Task instructions » Change "Mark" to "Indicate" in the stretch from the line containing "Can you find the torso?" through the line containing "<point>126,187</point>", and give back only those lines with nothing else altered.

Data in this exercise »

-=-=-=-=-

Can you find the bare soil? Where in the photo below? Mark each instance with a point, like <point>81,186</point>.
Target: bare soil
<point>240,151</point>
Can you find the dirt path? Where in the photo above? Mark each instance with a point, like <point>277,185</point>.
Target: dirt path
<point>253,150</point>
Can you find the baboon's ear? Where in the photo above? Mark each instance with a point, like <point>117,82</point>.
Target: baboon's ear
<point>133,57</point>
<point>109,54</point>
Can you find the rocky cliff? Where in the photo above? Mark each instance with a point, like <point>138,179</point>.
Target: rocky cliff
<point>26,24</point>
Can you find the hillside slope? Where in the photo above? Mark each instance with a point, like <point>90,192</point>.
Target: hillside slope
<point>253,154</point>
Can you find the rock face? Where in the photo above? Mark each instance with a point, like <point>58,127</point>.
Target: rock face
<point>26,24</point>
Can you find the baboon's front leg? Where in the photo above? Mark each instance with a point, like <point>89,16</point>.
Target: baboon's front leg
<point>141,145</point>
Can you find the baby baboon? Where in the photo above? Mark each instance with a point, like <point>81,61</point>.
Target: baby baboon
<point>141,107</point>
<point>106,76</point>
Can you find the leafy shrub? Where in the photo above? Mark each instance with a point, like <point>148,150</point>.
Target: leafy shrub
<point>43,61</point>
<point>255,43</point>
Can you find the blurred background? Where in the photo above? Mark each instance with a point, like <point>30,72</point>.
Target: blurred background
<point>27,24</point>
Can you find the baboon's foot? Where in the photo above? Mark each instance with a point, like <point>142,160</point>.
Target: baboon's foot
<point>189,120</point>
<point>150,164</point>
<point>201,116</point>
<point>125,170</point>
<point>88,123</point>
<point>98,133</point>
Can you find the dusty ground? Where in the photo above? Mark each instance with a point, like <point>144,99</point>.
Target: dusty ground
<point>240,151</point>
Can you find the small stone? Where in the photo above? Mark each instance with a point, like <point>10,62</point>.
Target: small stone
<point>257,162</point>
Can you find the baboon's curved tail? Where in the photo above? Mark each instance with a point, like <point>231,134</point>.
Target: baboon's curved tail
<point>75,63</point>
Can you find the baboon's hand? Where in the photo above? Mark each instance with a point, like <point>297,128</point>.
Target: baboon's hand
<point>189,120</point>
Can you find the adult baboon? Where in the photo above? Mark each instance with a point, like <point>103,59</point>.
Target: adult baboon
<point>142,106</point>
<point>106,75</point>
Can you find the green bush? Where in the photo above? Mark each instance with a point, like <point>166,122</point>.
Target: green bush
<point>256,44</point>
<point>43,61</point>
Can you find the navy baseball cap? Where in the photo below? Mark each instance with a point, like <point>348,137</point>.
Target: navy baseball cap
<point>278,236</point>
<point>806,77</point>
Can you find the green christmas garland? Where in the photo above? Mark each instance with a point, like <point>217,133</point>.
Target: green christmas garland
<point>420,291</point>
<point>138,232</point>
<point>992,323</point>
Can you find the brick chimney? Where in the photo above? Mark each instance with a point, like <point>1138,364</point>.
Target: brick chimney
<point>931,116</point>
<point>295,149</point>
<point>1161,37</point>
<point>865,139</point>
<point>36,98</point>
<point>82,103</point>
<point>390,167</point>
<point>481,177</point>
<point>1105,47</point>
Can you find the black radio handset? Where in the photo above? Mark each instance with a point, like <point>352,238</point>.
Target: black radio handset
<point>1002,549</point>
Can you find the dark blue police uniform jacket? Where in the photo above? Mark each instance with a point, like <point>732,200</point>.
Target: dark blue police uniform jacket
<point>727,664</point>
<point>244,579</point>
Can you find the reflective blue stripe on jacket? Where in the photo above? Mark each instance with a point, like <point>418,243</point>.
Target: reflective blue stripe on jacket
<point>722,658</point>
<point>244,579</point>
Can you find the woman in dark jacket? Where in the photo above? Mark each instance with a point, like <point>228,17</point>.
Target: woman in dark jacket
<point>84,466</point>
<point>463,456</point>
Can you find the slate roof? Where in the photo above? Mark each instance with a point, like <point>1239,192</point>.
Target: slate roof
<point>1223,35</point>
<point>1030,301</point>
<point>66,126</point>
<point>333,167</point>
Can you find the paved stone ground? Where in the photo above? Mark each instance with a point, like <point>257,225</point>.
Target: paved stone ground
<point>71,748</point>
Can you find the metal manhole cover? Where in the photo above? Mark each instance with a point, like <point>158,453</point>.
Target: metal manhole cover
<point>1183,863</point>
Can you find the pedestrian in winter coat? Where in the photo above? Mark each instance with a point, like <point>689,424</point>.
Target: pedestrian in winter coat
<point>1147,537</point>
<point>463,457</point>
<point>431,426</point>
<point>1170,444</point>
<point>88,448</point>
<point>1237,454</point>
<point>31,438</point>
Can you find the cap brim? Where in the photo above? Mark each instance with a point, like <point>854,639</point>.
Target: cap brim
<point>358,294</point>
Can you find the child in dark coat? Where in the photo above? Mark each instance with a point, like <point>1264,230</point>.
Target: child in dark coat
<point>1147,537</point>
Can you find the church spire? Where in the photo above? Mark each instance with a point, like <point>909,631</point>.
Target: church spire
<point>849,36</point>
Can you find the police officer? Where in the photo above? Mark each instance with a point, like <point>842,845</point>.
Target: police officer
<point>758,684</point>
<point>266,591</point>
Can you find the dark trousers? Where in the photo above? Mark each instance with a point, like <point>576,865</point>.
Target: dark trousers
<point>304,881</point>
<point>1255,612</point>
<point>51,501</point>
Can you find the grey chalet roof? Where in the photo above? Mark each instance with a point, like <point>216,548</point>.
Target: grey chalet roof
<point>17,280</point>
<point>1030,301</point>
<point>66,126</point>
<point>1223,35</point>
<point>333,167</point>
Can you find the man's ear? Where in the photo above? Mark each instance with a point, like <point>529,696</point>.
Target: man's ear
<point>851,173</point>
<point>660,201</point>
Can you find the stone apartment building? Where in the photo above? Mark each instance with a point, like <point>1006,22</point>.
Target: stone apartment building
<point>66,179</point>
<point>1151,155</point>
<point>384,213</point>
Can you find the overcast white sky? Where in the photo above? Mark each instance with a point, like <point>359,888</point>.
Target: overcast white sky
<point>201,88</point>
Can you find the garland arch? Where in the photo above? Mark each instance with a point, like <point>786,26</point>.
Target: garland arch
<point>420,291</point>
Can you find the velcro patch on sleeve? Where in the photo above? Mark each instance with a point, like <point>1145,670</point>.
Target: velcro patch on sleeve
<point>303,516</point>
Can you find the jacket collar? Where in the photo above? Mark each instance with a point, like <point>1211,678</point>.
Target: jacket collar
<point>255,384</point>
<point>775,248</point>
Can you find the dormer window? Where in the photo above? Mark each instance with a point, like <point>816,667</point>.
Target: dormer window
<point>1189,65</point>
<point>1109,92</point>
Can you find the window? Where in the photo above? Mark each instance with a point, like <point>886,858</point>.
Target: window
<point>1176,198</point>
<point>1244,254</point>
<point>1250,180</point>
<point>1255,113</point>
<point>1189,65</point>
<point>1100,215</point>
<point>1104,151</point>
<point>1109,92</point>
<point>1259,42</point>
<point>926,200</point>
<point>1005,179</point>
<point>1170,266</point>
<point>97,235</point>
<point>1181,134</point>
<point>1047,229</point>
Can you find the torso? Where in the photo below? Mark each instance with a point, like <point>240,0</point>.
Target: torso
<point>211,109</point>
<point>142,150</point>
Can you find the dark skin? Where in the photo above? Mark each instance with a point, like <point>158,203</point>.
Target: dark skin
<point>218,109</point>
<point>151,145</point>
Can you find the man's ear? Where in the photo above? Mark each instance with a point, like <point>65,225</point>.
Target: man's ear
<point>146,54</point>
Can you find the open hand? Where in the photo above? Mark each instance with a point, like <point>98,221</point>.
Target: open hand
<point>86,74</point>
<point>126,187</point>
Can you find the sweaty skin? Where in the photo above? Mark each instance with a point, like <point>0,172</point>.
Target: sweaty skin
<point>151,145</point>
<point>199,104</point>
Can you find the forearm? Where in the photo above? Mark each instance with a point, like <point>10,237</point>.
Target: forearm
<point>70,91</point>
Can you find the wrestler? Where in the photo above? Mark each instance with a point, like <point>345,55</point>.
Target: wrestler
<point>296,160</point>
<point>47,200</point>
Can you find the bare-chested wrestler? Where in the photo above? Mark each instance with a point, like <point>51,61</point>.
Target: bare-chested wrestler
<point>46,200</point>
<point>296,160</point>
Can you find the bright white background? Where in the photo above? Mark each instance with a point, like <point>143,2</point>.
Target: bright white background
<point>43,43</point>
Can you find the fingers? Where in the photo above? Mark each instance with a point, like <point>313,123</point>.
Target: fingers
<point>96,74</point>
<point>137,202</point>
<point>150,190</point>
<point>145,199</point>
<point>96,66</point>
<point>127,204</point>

-=-=-=-=-

Response »
Can you find the torso? Where in the photo below? Indicate each instance with a point, like <point>240,0</point>.
Target: torso
<point>211,109</point>
<point>142,150</point>
Can you find the dark skin? Where in the photo above? Indicate each instance with a point, like <point>158,203</point>.
Target: dark skin
<point>218,109</point>
<point>151,145</point>
Can you find the man's ear? Where in the photo above? Indicate each instance with a point, like <point>65,225</point>.
Target: man's ear
<point>146,54</point>
Can you find the open hand? Where in the photo above? Indicate each instance with a point, like <point>98,221</point>.
Target: open hand
<point>86,74</point>
<point>126,187</point>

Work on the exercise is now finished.